BEGIN EXTRACTED INFORMATION
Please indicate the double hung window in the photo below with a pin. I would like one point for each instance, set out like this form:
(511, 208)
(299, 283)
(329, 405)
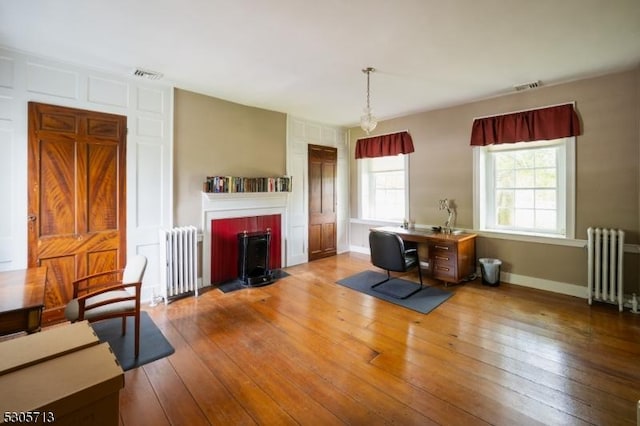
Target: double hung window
(526, 187)
(383, 188)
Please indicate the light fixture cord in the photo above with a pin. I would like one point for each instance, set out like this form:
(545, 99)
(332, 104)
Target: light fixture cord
(368, 92)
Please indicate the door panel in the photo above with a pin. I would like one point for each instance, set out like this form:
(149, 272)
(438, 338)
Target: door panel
(77, 221)
(322, 201)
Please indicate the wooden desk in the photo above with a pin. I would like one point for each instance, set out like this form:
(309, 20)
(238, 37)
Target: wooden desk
(451, 257)
(22, 299)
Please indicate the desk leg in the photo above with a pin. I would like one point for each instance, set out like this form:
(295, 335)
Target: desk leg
(34, 320)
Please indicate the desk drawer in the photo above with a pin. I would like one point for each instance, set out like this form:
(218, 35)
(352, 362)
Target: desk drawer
(444, 257)
(445, 272)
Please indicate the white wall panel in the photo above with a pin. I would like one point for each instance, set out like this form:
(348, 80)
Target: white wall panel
(52, 81)
(6, 106)
(148, 107)
(150, 127)
(151, 100)
(6, 184)
(108, 92)
(149, 186)
(6, 72)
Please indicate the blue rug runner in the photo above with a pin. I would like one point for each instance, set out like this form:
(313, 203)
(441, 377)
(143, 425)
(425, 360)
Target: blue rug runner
(423, 301)
(153, 344)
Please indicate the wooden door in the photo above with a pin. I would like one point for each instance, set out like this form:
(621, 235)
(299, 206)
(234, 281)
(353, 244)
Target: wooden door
(76, 184)
(322, 201)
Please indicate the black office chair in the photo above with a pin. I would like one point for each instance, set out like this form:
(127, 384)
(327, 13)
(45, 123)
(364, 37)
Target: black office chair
(388, 252)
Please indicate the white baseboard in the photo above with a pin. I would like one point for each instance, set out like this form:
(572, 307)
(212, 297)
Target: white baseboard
(543, 284)
(360, 249)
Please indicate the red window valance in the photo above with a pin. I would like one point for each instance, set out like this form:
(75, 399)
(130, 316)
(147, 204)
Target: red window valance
(534, 125)
(384, 145)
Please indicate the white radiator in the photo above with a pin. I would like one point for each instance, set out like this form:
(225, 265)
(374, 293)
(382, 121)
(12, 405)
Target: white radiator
(605, 249)
(178, 262)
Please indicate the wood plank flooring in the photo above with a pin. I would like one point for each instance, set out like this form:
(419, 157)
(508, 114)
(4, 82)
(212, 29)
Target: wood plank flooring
(308, 351)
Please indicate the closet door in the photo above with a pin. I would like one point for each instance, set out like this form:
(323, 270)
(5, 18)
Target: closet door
(76, 200)
(322, 201)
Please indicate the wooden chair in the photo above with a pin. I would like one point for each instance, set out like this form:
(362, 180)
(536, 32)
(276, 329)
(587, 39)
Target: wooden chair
(108, 295)
(388, 252)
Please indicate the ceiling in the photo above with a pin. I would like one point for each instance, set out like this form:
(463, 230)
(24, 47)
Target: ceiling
(305, 57)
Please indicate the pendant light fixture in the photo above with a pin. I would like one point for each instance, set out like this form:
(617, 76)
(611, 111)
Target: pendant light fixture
(368, 121)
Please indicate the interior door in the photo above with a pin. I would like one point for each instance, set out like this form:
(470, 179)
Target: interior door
(322, 201)
(76, 199)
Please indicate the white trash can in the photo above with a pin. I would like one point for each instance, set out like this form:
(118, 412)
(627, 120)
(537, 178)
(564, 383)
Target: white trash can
(490, 269)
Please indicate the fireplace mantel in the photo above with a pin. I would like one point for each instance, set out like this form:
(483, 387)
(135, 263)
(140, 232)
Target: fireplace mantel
(239, 204)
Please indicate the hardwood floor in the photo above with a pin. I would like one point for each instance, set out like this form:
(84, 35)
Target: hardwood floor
(306, 350)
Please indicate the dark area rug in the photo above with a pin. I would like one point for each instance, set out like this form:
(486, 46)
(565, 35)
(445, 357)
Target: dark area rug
(236, 284)
(423, 301)
(153, 344)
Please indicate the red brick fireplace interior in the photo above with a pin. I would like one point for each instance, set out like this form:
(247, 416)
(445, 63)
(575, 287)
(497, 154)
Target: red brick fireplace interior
(224, 243)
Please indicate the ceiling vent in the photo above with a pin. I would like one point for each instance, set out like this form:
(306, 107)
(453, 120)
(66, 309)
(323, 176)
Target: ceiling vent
(149, 75)
(527, 86)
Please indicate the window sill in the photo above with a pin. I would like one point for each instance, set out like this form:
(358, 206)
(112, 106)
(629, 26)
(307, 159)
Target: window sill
(533, 238)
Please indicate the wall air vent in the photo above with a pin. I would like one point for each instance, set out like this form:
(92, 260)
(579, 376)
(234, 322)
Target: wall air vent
(149, 75)
(527, 86)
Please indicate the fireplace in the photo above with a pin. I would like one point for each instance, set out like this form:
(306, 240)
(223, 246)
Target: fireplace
(235, 213)
(254, 268)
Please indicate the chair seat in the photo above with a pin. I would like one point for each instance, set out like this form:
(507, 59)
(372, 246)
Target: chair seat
(71, 312)
(410, 260)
END EXTRACTED INFORMATION
### WORK TO BE COMPLETED
Faithful copy, images left out: write out every line of data.

### SOLUTION
Please indicate the double hung window in the photo below with a pin. I would like one point for each instance, set out like this form:
(511, 208)
(299, 283)
(329, 405)
Target: double hung window
(526, 187)
(383, 188)
Please indicate the light fixture cord in the photo above with a pin. I would like one point for each instance, set out like this form:
(545, 99)
(332, 104)
Target: light fixture cord
(368, 92)
Please indicate the door panel in the photo above with a pin. I would like one point for each instance, set out like this form:
(149, 272)
(438, 338)
Target: door panel
(77, 221)
(322, 201)
Please indicate the wooden desk in the photo above with a pin. I would like one point for each instance, set out like this form:
(309, 20)
(238, 37)
Target: wooden desk
(451, 257)
(22, 299)
Please indicate the desk leg in the photo above with a pin. I would like one point for each instance, set out like this form:
(295, 335)
Target: desk leg
(34, 320)
Please indicate the desk drawer in the photo above with a pin. I would like one point for each instance, set out like this form:
(218, 35)
(352, 362)
Target: desk drawer
(444, 257)
(445, 272)
Please indicate the white wall panel in the photo above with a pin. I would like one point for each instance, set out like this form:
(348, 80)
Target: white wall panel
(52, 81)
(6, 106)
(148, 107)
(150, 127)
(151, 100)
(6, 184)
(108, 92)
(149, 186)
(6, 72)
Please indicate the blue rug runner in the photo above with a pin. I would like one point for each instance, set out like this form:
(313, 203)
(441, 377)
(143, 425)
(425, 360)
Target: blue rug runner
(423, 301)
(153, 344)
Please indicate the wooden door in the photo above with a pin. I would like one point for each instance, set out like this form:
(621, 235)
(299, 206)
(234, 281)
(353, 244)
Target: wooden door
(76, 184)
(322, 201)
Please indicate the black office chair in the photo above with a pin. I would like one point for each instance, set out like this form:
(127, 384)
(327, 13)
(45, 123)
(364, 37)
Target: black office chair
(388, 252)
Please indicate the white baseboard in the photo above with a pin. I would like one point for each instance, set out like this form:
(572, 307)
(212, 297)
Target: white baseboard
(543, 284)
(360, 249)
Please indicate the red window valance in the photo above with a pin. I would like one point for each instance, set out like this form:
(75, 399)
(130, 316)
(147, 204)
Target: red window valance
(534, 125)
(384, 145)
Please indicate the white radiator in the photo above with a pin. I would like one point for each instance, set out like this form:
(225, 265)
(374, 293)
(382, 121)
(12, 405)
Target: white radiator
(605, 249)
(178, 262)
Please indicate the wood plank flooring in the photo above with a pin. I would like one point for each instance, set out like this form:
(419, 157)
(508, 114)
(4, 82)
(212, 29)
Target: wood plank flooring
(308, 351)
Please indicate the closet door in the photo above with a pin. I would like one point for each instance, set out like this form:
(323, 270)
(5, 18)
Target: closet door
(76, 200)
(322, 201)
Please indicate the wooden chair in the photo above with a pin. I would like one point for each instance, set out like this form:
(362, 180)
(536, 32)
(276, 329)
(587, 39)
Target: wooden chair
(108, 295)
(388, 252)
Please indicate the ceiling in the photo above with a pin. I would like one point for each instance, set out like this form:
(463, 230)
(24, 47)
Target: ceiling
(305, 57)
Please indicate the pendant light fixture in the photo above with a pin. I would like one point for each instance, set out like this form:
(617, 76)
(611, 111)
Target: pendant light fixture
(368, 121)
Please indicate the interior door in the photo above with a pin. I would like one point for each instance, set out like this form:
(470, 179)
Target: interior door
(322, 201)
(76, 199)
Please indicate the white trash can in the photo above with a pin. I would like one point for each instance, set out like this form:
(118, 412)
(627, 120)
(537, 178)
(564, 383)
Target: white trash can
(490, 269)
Please indicate the fireplace mantel in the photo above with a pin. I would like one point for each instance, set out like this form:
(483, 387)
(135, 263)
(140, 232)
Target: fireplace mantel
(239, 204)
Please indicate the hardwood floor in the photo above with a pin. I would like one point for each instance, set out like this form:
(84, 35)
Target: hardwood floor
(306, 350)
Please indicate the dark area rug in the photo above with a pin. I would like one point for each instance, set out like this form:
(486, 46)
(565, 35)
(445, 357)
Target: dark area rug
(236, 284)
(423, 301)
(153, 344)
Please indicate the red brick fireplace interior in the photo above with a pin. I would like one point for each instance, set out like this form:
(247, 416)
(445, 63)
(575, 287)
(497, 154)
Target: red brick fireplace interior
(224, 243)
Please indicate the ceiling vent in the photo above with a pin. I would like one point for each instance, set out like this form:
(306, 107)
(453, 120)
(66, 309)
(323, 176)
Target: ceiling vent
(149, 75)
(527, 86)
Please indicate the window sill in the photo above with a pin. I would like one point for each instance, set out like this form:
(358, 206)
(112, 106)
(629, 26)
(307, 159)
Target: window sill
(533, 238)
Please indicate the wall air vent in the photo above with a pin. I would like one point for each instance, set out like this form:
(92, 260)
(579, 376)
(234, 322)
Target: wall air vent
(149, 75)
(527, 86)
Please indicate the fireplace in the photo above with a pin. I would like one point for each instance, set out like this form:
(306, 240)
(223, 246)
Target: fireplace
(235, 213)
(254, 268)
Please indicate the chair seat in the photo above with a pin. I would like one point for each instance, set out like this form:
(507, 59)
(372, 246)
Target: chair seat
(71, 312)
(410, 260)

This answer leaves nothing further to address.